• _What you have to do_:
List every line in the listing below that contains the word "ceiling", treating uppercase and lowercase as different.

Data extracted from a collection
****************************************

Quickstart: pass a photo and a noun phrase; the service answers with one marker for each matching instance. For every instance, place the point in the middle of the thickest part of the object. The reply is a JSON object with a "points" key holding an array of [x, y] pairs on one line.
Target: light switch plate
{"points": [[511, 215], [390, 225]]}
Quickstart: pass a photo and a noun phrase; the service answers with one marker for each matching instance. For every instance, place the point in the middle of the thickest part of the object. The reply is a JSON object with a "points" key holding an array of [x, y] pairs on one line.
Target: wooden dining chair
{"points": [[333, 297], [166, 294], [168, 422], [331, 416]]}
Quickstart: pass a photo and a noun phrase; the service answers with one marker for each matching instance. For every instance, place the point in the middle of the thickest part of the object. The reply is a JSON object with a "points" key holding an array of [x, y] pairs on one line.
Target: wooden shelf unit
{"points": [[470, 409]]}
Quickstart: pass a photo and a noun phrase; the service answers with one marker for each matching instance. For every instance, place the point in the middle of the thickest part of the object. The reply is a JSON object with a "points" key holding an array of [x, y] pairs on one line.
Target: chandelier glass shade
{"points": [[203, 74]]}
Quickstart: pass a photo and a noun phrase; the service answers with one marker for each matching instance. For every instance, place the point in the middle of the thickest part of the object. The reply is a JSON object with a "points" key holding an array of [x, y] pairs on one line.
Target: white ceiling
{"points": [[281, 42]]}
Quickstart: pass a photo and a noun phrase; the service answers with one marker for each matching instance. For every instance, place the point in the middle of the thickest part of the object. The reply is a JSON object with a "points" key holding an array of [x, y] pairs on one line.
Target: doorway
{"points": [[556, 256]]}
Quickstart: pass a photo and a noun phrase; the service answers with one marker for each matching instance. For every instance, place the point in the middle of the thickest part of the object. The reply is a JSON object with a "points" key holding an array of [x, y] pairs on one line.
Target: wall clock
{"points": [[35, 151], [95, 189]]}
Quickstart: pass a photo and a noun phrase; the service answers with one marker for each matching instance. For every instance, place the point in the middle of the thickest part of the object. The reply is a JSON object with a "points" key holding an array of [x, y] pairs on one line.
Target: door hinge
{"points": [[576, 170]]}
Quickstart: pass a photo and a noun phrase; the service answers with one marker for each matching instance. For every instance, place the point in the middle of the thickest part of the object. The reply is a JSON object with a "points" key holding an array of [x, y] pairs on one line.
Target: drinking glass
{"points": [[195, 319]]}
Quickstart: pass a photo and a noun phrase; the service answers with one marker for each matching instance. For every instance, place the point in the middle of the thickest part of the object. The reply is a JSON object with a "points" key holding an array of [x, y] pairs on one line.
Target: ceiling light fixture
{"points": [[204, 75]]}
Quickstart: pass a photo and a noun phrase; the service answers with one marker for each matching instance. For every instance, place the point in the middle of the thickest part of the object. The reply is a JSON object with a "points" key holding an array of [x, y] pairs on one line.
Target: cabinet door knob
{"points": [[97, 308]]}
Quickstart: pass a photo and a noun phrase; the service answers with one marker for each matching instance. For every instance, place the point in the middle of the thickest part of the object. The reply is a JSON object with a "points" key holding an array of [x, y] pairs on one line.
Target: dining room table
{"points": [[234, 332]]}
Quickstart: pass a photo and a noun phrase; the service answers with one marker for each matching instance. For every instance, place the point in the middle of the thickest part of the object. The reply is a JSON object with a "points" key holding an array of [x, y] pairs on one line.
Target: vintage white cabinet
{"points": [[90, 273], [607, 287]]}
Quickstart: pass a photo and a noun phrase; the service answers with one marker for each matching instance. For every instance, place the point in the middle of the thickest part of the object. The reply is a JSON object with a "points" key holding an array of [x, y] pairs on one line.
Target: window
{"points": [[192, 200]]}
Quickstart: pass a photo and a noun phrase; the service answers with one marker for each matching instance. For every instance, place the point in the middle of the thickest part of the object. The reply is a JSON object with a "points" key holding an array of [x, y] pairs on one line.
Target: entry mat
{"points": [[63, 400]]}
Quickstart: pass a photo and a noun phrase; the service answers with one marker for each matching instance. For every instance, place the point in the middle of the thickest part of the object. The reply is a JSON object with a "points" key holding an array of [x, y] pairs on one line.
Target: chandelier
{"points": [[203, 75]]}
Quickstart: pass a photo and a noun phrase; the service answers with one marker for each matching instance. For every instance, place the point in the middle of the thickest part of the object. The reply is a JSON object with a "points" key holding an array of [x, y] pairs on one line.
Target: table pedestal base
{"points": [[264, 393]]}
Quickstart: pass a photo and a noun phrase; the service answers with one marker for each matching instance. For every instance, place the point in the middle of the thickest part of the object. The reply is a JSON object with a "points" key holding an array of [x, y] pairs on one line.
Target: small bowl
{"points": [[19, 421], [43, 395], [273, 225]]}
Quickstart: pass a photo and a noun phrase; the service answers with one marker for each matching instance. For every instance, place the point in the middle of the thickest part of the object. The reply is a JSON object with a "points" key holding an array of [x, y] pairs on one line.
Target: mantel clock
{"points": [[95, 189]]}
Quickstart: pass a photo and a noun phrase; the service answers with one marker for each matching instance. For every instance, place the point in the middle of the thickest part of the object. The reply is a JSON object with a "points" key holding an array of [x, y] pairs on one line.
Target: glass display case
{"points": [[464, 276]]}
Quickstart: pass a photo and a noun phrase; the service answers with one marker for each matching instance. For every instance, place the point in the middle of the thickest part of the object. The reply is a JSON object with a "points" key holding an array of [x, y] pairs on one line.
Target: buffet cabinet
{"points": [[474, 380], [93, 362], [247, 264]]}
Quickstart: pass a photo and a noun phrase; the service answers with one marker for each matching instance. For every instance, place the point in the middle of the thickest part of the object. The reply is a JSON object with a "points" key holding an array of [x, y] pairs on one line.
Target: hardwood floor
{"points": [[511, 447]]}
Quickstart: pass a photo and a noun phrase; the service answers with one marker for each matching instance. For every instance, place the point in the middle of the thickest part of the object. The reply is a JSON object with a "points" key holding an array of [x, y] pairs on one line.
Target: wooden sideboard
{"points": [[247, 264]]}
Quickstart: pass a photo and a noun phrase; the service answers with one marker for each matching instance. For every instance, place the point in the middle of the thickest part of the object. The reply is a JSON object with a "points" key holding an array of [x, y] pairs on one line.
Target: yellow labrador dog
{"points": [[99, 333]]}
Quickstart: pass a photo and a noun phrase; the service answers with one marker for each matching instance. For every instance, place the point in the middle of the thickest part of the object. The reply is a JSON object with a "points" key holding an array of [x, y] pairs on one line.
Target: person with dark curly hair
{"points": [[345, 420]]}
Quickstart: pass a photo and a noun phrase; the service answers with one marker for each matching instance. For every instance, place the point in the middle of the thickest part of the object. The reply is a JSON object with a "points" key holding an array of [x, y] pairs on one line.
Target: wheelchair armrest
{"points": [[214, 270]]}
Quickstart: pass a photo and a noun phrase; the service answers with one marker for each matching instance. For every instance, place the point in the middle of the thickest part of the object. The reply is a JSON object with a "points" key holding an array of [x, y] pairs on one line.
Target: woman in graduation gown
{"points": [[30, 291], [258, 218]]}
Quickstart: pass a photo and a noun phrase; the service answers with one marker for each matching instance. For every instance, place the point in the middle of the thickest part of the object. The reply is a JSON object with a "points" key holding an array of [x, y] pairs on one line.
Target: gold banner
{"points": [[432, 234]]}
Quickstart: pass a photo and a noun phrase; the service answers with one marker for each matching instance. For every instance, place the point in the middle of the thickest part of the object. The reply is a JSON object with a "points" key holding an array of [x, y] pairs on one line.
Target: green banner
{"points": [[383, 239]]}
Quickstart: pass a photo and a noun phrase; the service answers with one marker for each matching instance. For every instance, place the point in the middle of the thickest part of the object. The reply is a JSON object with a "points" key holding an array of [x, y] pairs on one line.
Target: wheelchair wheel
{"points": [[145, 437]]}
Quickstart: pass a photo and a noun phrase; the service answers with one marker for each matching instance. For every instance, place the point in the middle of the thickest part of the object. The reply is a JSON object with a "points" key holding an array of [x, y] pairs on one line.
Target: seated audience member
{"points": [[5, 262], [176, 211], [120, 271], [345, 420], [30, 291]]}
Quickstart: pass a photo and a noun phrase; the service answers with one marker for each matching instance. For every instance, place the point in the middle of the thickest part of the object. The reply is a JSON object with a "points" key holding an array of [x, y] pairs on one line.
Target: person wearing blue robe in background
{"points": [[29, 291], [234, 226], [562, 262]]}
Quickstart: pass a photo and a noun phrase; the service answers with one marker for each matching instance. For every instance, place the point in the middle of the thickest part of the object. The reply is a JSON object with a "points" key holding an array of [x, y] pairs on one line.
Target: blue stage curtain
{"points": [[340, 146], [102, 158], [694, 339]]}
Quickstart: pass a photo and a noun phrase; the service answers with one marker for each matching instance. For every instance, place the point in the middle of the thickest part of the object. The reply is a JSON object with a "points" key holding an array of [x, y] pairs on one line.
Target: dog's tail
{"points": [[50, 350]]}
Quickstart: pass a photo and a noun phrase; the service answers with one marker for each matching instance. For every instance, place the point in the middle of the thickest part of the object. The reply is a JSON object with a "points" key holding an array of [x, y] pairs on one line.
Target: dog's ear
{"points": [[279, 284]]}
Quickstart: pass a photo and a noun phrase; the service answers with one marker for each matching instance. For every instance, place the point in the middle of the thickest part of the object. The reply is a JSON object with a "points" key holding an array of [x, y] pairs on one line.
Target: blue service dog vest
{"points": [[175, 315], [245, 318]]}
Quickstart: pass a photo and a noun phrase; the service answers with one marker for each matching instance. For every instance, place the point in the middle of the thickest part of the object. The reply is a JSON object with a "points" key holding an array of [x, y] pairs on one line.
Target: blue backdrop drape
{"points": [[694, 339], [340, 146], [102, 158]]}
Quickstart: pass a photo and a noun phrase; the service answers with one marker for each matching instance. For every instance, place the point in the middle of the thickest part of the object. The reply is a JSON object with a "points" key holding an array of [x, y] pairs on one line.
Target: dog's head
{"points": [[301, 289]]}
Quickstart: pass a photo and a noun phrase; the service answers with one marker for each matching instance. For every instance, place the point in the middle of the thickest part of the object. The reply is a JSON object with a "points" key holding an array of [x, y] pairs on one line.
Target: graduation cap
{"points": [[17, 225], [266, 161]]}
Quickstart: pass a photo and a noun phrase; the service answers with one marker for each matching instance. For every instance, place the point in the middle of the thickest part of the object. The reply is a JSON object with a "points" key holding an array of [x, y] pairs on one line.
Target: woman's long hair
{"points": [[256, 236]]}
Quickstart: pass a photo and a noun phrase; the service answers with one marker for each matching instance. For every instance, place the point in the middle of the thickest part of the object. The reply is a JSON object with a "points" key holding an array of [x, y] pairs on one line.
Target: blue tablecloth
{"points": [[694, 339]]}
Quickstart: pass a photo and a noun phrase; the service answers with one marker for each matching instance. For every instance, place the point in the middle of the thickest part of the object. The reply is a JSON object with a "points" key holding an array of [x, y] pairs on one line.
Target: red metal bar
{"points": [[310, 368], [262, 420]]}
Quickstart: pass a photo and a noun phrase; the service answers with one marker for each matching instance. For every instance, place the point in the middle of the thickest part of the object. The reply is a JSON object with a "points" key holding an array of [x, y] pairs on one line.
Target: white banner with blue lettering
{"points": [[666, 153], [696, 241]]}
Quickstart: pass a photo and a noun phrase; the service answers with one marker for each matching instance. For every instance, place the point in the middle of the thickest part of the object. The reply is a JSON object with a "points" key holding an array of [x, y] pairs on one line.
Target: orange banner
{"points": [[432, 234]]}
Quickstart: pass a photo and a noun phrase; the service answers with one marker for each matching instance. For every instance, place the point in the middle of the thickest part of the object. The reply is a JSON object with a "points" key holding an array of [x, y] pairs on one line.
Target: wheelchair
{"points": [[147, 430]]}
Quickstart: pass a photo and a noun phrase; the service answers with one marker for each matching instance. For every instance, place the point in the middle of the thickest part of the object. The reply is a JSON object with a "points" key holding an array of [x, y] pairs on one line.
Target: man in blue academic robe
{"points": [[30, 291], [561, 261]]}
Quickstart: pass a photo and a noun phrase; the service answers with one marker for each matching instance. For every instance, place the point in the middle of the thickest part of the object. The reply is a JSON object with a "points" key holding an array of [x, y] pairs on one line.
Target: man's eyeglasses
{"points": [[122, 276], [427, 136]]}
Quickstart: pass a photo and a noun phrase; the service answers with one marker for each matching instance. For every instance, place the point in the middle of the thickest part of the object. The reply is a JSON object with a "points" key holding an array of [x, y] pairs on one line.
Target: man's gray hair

****************************************

• _Exercise result_:
Target: white ceiling
Target: ceiling light fixture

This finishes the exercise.